# Task details
Pull every line containing "point" out of the listing below.

# Material for this task
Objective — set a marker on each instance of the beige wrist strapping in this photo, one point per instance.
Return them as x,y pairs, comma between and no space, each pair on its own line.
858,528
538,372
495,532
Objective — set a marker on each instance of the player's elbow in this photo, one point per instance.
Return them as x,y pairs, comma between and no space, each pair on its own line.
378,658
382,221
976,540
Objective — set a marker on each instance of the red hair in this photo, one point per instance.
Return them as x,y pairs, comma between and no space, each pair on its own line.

# Response to the exercise
Objective — set a marker on each instance of the beige wrist strapping in this photo, one point per instance.
Objective — set a marker on each instance of the player's elbow in this photo, one point per instance.
Objective — set a marker on each instance of the red hair in this photo, one point per instance.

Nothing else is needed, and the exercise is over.